**SET OF TASKS**
a. In the article on the congressional hearing, who chairs the House subcommittee on Asian affairs?
b. Using the article on the congressional hearing, mark each statement yes or no and quote the words that decide it: (i) Wells said the U.S. was satisfied the Modi government's decisions were legitimate because they were legal under Indian law. (ii) Sherman accepted the response Wells gave. (iii) The hearing was held on a Thursday.
c. Write the next part of the article on the congressional hearing, picking up after its last sentence.

US Congresswomen Ilhan Omar and Pramila Jayapal came down heavily on the US government, questioning the country’s support for the Modi-led BJP regime during a Congressional hearing on ‘Human Rights in South Asia: Views from the State Department and the Region’ on Tuesday.
Omar took particular aim at the Modi government’s recent moves to strip lakhs of people in Assam of citizenship and the building of detention camps, which is mainly aimed at Muslims.
“At what point do we no longer share values with India?” Omar asked the US assistant secretary of state for South Asia Alice Wells. “Are we waiting for the Muslims in Assam to be put in those camps?”
Kashmiris have been restricted from communicating outside their country for 50+ days.
In Assam, almost 2 million people are being asked to prove their citizenship. This is how the Rohingya genocide started.
At what point do we question whether PM Modi shares our values? pic.twitter.com/xazzwfiR61
— Rep. Ilhan Omar (@Ilhan) October 22, 2019
Wells, in reply, said that the U.S. was satisfied that the decisions by the Modi government were legitimate due to the fact that they were legal under Indian law.
“As a democracy, we respect other democracies’ abilities to self-police and self-regulate,” said Wells.
House subcommittee on Asian affairs chair Rep. Brad Sherman (D-Calif.) was unsatisfied with that response.
“A human rights abuse doesn’t cease to be a human rights abuse just because it’s being done pursuant to the law or court rulings of the country committing the abuse,” Sherman said.
Indian-American Congresswoman Pramila Jayapal expressed concern over the situation in Jammu and Kashmir after the abrogation of the special status of the state and said that as the world’s largest democracy India needs to uphold its commitment to human rights.
“I recognize the situation is complex,” said Jayapal, adding that, however, “India as the world’s largest democracy and a critical ally for the U.S. needs to uphold its commitment to human rights,” she said.

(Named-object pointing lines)
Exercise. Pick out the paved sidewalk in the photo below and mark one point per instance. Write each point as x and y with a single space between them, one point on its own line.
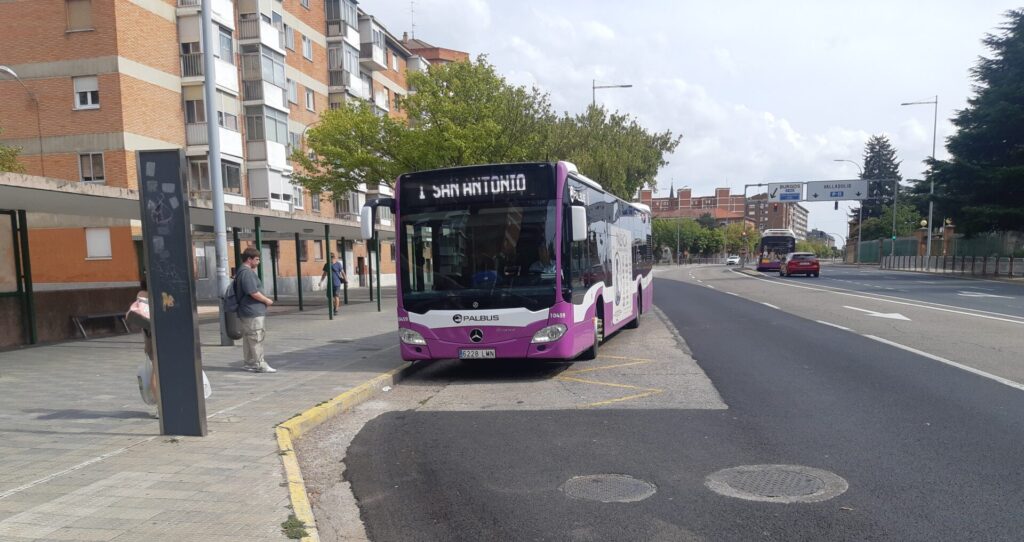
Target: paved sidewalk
81 456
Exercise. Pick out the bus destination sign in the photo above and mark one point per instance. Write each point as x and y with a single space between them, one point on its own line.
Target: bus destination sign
496 183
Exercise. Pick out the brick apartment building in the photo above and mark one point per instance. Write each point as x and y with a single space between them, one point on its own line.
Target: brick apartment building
776 215
723 206
103 79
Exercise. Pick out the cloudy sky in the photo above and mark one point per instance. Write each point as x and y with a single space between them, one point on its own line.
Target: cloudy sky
761 91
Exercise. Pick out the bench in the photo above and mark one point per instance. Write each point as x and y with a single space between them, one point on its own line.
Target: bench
79 319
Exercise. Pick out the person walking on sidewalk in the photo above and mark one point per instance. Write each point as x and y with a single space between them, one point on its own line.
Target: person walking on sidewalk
337 279
252 313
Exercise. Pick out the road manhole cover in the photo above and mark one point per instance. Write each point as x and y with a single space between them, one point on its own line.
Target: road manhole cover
776 484
608 488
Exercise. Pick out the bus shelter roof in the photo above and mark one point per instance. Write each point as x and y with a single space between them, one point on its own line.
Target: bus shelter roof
43 195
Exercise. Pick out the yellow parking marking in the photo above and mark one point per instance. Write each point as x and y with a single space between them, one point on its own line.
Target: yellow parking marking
610 384
590 369
625 358
628 398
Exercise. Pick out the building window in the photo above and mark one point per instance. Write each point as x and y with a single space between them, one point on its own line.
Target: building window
289 38
79 14
231 177
91 167
195 111
97 243
293 91
307 48
202 268
86 92
226 48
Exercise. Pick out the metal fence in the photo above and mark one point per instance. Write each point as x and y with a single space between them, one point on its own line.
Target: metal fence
967 265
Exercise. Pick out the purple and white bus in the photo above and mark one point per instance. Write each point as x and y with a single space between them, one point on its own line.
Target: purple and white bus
515 261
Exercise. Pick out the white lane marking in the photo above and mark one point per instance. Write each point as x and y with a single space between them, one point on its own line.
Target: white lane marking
999 379
844 328
79 466
981 294
890 316
901 301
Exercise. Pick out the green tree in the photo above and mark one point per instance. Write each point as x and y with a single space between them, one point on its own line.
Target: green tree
907 220
613 150
981 186
880 163
8 158
465 113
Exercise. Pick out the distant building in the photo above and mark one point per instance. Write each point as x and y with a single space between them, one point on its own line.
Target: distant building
818 236
724 207
774 215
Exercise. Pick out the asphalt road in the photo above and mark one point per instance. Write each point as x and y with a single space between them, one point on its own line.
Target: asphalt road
929 451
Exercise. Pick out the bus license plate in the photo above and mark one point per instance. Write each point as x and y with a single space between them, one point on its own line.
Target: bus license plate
476 355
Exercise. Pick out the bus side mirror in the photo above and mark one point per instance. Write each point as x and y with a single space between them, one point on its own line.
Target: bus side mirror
367 222
579 222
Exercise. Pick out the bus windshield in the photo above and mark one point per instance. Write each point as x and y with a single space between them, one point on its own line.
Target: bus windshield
478 255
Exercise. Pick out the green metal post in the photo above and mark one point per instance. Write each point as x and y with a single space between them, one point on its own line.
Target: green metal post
330 273
370 265
377 253
19 281
30 298
238 249
259 246
273 267
344 287
298 269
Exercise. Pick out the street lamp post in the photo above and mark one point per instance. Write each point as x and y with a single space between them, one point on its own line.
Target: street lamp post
39 125
931 190
594 86
860 208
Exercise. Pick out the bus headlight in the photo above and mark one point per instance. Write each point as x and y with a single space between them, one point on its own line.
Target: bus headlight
549 334
411 337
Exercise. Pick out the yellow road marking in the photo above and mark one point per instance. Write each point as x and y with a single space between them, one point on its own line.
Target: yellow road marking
628 398
625 358
611 384
591 369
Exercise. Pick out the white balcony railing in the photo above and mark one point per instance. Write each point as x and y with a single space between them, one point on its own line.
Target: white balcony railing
192 65
196 133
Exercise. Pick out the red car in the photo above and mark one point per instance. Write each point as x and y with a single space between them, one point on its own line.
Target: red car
800 263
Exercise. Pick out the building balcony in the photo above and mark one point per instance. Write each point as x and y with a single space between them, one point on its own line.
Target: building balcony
197 133
372 56
192 65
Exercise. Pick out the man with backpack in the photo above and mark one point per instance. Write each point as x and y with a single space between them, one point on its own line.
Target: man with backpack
252 311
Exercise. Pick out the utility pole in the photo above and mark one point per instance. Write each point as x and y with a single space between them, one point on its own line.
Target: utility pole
213 137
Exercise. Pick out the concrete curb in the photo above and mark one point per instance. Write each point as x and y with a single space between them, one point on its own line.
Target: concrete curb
295 427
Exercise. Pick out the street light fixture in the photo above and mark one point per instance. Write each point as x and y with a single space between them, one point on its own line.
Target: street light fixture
594 86
931 190
39 125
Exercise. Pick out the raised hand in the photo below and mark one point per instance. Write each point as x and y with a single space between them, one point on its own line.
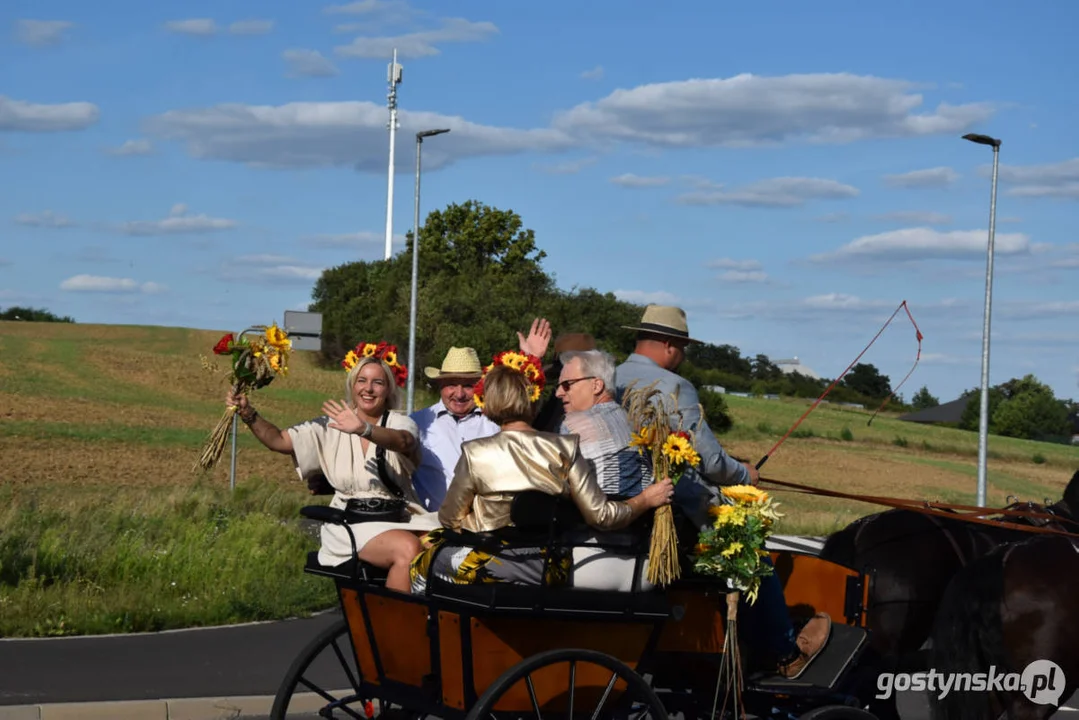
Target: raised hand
538 338
342 417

**ANSWERS IN ORDER**
a. Rep. Brad Sherman (D-Calif.)

b.
(i) Yes: "the U.S. was satisfied that the decisions by the Modi government were legitimate due to the fact that they were legal under Indian law"
(ii) No: "was unsatisfied with that response"
(iii) No: "on Tuesday"

c.
The state of Jammu & Kashmir has been in a state of lockdown since 5 August, when the Indian government effectively abrogated Article 370 of the Constitution, which granted the state a special status, and downgraded it into two union territories.
The government’s announcements were followed by a heavy security clampdown, a communications blackout and large-scale arrests and detentions in the state, triggering outrage from across the world.
Slams Times of India Journalist
During the course of the hearing, Ilhan Omar slammed a journalist from Times of India for making ‘dubious’ claims in favour of the Indian government on the current situation in Jammu and Kashmir.
Here @IlhanMN teaching basics of journalism to Indian Modia Aarti Tikoo Singh.
Lapdog Indian Modia is exposed at international platform.
Kudos to Ilhan Omar. pic.twitter.com/2FKf53SL9d
— Md Asif Khan آصِف (@imMAK02) October 23, 2019
Responding to Singh’s opening remarks at the US congressional sub-committee hearing, Omar reminded the former that the job of a reporter was to find the ‘objective truth about what’s happening and report it to the public.’
“Ms Singh, a reporter’s job is to find the objective truth about what is happening and report it to the public. You have an enormous audience at The Times of India and you have an enormous responsibility to get it right. I am aware of how the narrative shaped by reporting can distort the truth. I am also very aware of how it could be limited to sharing only the official side of the story. The press is at its worst when it is a mouthpiece for a government.”
Questioning Singh’s ‘version of the story’ on the current situation in Kashmir, Omar said, “In your version of the story, the only problems in Kashmir are caused by what you call militants, the only people protesting to break away from India; and are all nefariously backed by Pakistan. You also make the incredibly dubious claim that the Indian government’s crackdown in Kashmir is good for human rights. If it was good for human rights, Ms Singh, it wouldn’t be happening in secret. You make, what I might call, a feminist case for the occupation of Kashmir and communication shutdowns, saying it will be better for women.”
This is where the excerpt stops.